[Records from a collection]
===
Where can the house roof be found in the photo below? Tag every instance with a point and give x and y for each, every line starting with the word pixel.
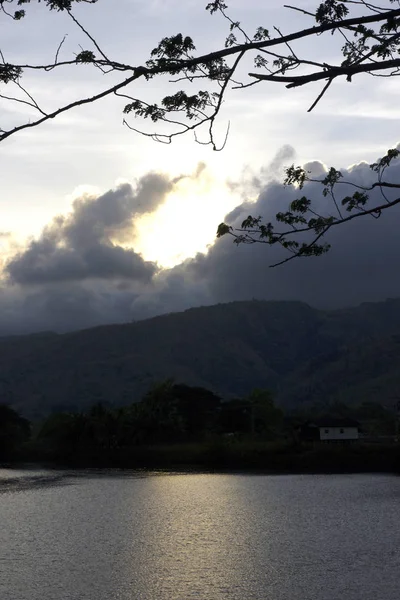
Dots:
pixel 333 422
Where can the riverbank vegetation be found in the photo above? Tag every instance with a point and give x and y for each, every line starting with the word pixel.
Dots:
pixel 176 426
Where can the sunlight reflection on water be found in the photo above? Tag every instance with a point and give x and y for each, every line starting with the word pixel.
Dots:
pixel 131 536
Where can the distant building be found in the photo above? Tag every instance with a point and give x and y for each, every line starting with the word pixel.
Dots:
pixel 330 430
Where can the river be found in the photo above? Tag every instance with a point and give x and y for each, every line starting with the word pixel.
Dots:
pixel 112 535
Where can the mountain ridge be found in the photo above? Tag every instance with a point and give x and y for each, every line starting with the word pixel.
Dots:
pixel 304 355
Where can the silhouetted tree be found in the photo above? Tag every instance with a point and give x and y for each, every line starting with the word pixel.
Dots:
pixel 368 43
pixel 14 431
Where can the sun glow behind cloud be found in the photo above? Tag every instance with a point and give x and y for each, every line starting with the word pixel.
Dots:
pixel 187 222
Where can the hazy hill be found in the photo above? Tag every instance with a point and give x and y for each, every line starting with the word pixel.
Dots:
pixel 303 354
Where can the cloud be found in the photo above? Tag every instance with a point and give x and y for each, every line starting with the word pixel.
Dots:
pixel 79 272
pixel 88 242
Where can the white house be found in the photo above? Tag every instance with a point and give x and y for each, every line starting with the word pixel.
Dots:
pixel 330 430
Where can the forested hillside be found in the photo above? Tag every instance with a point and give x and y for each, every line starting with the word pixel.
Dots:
pixel 303 355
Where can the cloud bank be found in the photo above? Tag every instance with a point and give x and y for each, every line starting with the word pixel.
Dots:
pixel 83 269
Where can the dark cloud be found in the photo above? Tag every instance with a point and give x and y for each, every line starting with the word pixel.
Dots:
pixel 86 244
pixel 78 275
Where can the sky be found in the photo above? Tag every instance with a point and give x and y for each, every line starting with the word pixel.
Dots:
pixel 102 225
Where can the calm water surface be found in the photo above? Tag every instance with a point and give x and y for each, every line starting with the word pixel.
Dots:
pixel 128 536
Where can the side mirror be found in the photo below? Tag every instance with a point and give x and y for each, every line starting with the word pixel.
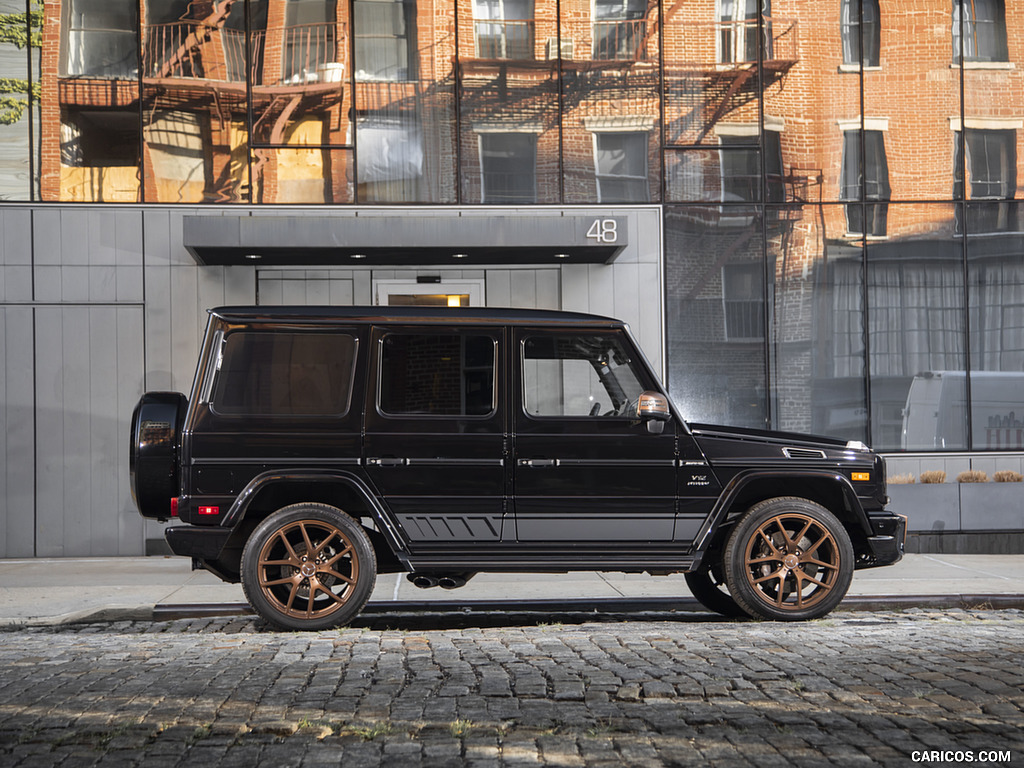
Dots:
pixel 652 408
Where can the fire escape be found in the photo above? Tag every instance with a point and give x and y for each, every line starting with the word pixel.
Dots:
pixel 200 67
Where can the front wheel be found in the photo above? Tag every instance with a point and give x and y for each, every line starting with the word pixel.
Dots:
pixel 308 566
pixel 788 559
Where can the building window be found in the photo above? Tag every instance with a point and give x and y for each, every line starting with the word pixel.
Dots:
pixel 509 167
pixel 389 160
pixel 860 29
pixel 742 296
pixel 866 181
pixel 621 164
pixel 620 28
pixel 738 30
pixel 101 39
pixel 309 40
pixel 991 168
pixel 980 31
pixel 384 34
pixel 504 29
pixel 741 168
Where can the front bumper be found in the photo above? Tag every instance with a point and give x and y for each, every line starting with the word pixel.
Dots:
pixel 887 541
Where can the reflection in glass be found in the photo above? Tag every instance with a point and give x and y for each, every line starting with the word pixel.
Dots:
pixel 916 332
pixel 716 310
pixel 621 160
pixel 991 175
pixel 620 28
pixel 303 174
pixel 816 339
pixel 100 38
pixel 509 167
pixel 385 39
pixel 996 302
pixel 865 172
pixel 504 29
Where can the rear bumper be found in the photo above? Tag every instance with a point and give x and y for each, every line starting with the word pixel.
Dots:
pixel 887 541
pixel 196 542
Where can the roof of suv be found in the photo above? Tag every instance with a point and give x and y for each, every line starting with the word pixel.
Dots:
pixel 500 315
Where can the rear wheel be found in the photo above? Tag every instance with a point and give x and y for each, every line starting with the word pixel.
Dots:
pixel 308 566
pixel 788 559
pixel 708 586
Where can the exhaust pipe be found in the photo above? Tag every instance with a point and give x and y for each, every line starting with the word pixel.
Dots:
pixel 422 581
pixel 454 581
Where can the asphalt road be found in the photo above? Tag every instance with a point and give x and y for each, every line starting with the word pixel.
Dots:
pixel 900 688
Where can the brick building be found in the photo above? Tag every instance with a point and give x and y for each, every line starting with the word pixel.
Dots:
pixel 807 211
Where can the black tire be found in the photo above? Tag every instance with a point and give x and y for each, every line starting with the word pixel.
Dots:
pixel 294 590
pixel 153 452
pixel 708 586
pixel 788 559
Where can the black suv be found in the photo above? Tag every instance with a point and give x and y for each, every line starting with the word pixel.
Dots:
pixel 323 445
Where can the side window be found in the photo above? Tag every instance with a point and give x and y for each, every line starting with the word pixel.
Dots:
pixel 437 375
pixel 271 373
pixel 580 375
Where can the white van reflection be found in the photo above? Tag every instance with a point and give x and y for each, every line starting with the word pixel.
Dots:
pixel 935 416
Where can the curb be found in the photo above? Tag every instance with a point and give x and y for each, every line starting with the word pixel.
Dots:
pixel 175 611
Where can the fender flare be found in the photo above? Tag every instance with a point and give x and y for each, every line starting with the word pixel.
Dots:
pixel 723 509
pixel 388 527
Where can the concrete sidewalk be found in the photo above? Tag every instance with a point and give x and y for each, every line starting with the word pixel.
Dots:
pixel 56 591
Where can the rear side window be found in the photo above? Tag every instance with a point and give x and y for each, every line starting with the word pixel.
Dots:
pixel 274 373
pixel 437 375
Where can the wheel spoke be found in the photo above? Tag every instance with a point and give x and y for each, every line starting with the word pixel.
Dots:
pixel 819 563
pixel 338 599
pixel 339 577
pixel 288 546
pixel 781 529
pixel 820 541
pixel 769 577
pixel 279 582
pixel 800 537
pixel 305 538
pixel 768 541
pixel 803 577
pixel 323 545
pixel 333 560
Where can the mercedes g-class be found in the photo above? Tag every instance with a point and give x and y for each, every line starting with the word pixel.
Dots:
pixel 323 445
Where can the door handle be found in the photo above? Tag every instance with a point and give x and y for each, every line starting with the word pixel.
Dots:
pixel 387 462
pixel 538 462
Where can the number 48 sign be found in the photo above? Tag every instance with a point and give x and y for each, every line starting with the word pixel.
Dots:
pixel 603 230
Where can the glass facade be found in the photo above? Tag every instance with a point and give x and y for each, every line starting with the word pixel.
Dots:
pixel 844 249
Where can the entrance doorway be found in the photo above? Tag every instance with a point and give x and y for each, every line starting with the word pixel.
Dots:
pixel 428 292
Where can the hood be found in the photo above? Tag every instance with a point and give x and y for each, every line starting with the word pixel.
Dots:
pixel 767 435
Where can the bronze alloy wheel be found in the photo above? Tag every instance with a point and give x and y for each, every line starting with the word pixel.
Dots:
pixel 787 559
pixel 792 561
pixel 308 569
pixel 308 566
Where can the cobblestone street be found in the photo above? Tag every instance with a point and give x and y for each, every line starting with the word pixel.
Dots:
pixel 532 689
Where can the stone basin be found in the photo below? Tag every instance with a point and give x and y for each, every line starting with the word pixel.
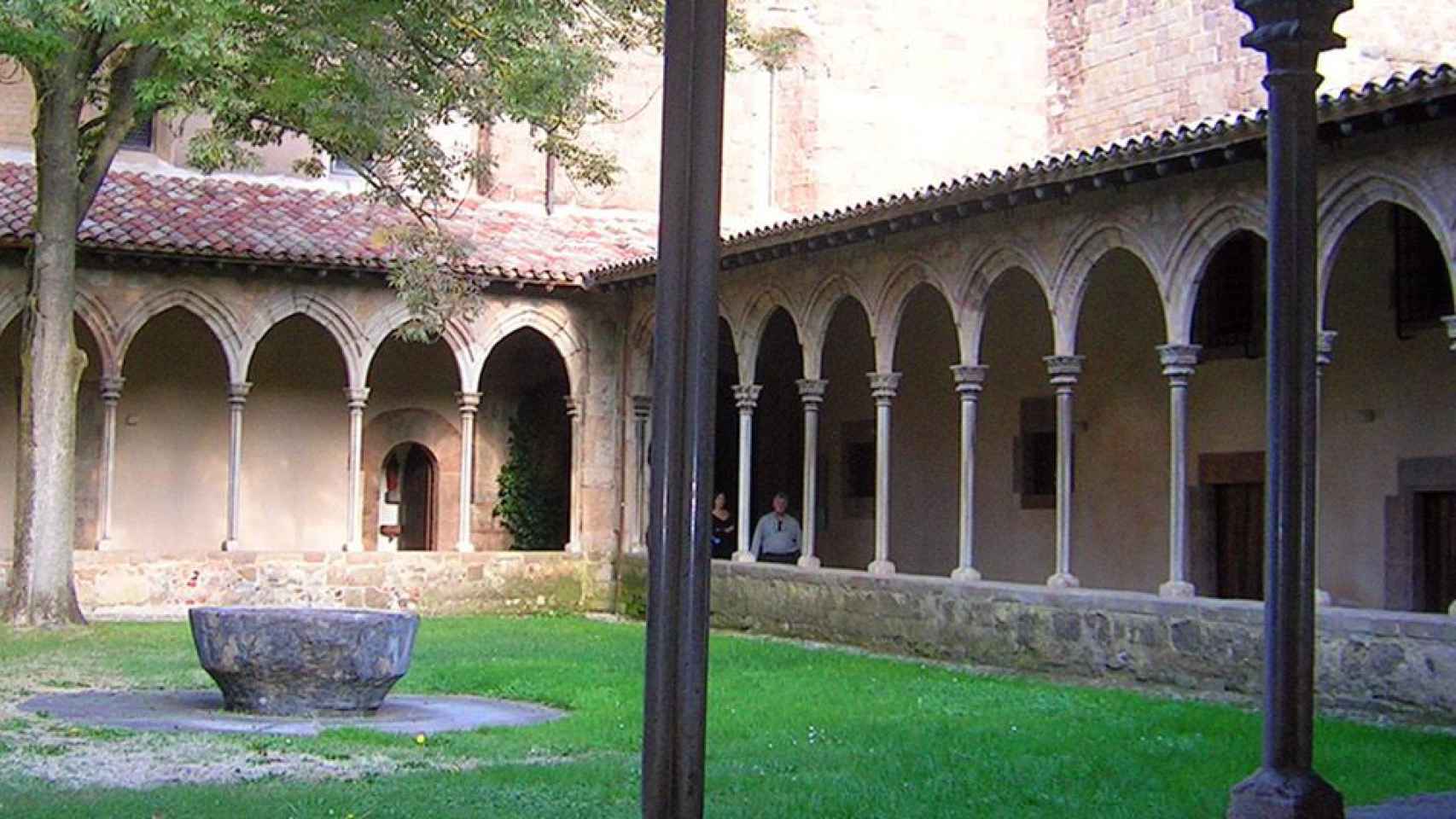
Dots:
===
**EXERCISE GOAL:** Could you give the number of lines in the data above that contain the string "bumper", with no other words?

**THE ANSWER:** 2